### ТЕКСТ ДОКУМЕНТА ###

По существовавшим в России середины XIX в. законам местные органы и учреждения могли заключить подряды лишь на суммы до 3000 руб.; подряды от 3000 до 7500 руб. утверждались генерал-губернатором или гражданским губернатором, до 15 000 руб. - министром или главноуправляющим, свыше 15 000 руб. - Сенатом. Торги на сумму 30 000 руб. утверждались Сенатом, а на более высокую сумму требовалось утверждение императора. Казенная палата могла слагать своей властью недоимки, взыскания и начеты до 7 руб. в податях, а в прочих сборах - до 30 руб., общие присутствия департаментов Министерства финансов - до 150 руб., а сам министр - до 600 руб. Продажа ненужных к употреблению вещей на сумму до 300 руб. разрешалась казенным палатам, палатам государственных имуществ, губернским правлениям и приказам общественного призрения; ненужного имущества на сумму до 1000 руб. - департаментам министерств, до 5000 руб. - министерствам, а свыше 5000 руб. - только Сенату.

### ДАННЫЕ ДЛЯ ОБРАБОТКИ ###

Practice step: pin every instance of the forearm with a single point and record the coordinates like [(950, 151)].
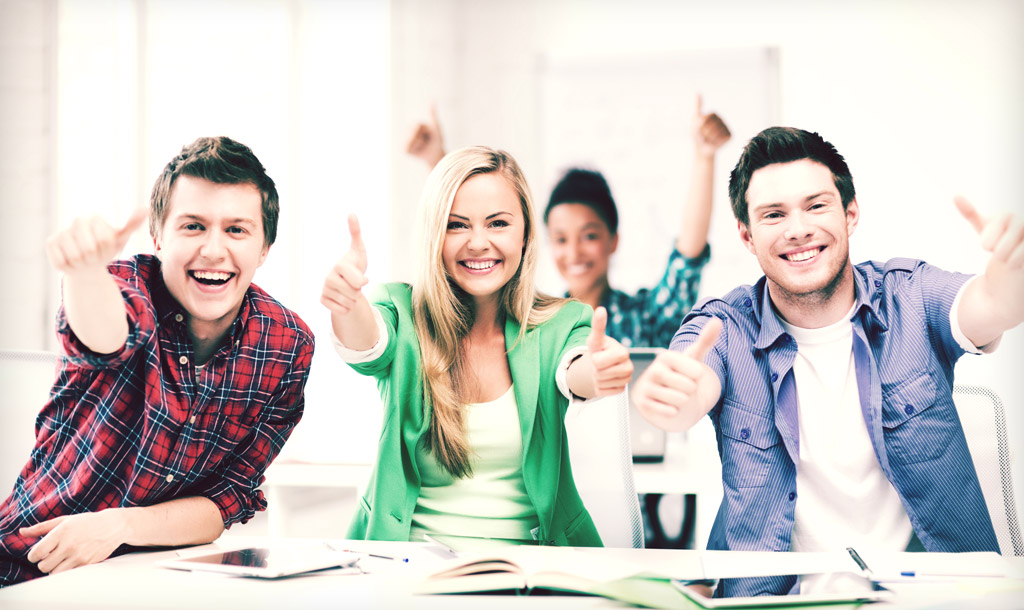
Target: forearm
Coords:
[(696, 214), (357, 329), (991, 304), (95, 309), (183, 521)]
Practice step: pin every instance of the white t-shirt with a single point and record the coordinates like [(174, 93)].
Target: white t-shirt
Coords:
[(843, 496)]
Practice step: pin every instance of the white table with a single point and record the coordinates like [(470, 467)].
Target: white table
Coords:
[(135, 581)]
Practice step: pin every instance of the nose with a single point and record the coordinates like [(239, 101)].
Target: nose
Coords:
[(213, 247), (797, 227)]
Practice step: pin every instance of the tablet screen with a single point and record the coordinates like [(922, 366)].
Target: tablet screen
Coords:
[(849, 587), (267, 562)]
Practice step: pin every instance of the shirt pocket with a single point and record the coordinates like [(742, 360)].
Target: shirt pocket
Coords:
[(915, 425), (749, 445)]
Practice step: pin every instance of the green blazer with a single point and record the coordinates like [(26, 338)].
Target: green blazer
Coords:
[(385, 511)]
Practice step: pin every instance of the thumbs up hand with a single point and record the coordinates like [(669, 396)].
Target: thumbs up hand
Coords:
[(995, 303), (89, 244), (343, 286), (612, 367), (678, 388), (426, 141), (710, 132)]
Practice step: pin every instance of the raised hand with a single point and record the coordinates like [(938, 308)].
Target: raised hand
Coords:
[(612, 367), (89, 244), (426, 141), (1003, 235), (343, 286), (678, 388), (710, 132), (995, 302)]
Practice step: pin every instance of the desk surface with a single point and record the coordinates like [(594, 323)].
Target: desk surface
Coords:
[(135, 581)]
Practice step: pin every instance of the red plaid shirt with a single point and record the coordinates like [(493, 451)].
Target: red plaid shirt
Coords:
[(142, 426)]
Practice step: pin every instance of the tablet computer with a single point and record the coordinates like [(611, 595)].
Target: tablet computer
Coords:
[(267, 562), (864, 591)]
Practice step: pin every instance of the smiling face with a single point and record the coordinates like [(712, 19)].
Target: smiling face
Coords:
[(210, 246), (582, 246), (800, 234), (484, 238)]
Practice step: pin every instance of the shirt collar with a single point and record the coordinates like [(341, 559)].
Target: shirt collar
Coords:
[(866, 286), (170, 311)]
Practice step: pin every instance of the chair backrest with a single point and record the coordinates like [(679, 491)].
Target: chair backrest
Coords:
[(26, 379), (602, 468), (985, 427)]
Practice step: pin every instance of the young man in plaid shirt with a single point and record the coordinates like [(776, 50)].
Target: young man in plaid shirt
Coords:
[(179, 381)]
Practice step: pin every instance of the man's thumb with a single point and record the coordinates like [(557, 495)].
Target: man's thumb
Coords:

###

- [КОРОТКАЯ ЗАДАЧА 1]: Кто, согласно тексту документа, утверждал подряды на сумму свыше 15 000 рублей?
- [КОРОТКАЯ ЗАДАЧА 2]: Повторите дословно строки записей, начиная со строки с "Practice step: pin every instance of the shirt pocket" и до строки с "[(142, 426)]" включительно.
Текст документа и записи никак не связаны между собой.

- [ВЕРНЫЙ ОТВЕТ 1]: Сенат.

- [ВЕРНЫЙ ОТВЕТ 2]:
Practice step: pin every instance of the shirt pocket with a single point and record the coordinates like [(742, 360)].
Target: shirt pocket
Coords:
[(915, 425), (749, 445)]
Practice step: pin every instance of the green blazer with a single point and record the coordinates like [(26, 338)].
Target: green blazer
Coords:
[(385, 511)]
Practice step: pin every instance of the thumbs up hand with a single point and record the coordinates like [(669, 396)].
Target: thumbs up hand
Coords:
[(995, 303), (89, 244), (343, 286), (612, 367), (678, 388), (426, 141), (710, 132)]
Practice step: pin every instance of the raised hand with a single point and record the coordinates like [(938, 308)].
Target: raised hand
Coords:
[(612, 367), (89, 244), (426, 141), (1003, 235), (343, 286), (678, 388), (710, 132), (995, 302)]
Practice step: pin every instance of the desk surface with a single point and record the coordinates like [(594, 323)].
Target: desk surface
Coords:
[(135, 581)]
Practice step: pin every instance of the red plaid shirt with a single point and record the coordinates like [(493, 451)].
Target: red plaid shirt
Coords:
[(142, 426)]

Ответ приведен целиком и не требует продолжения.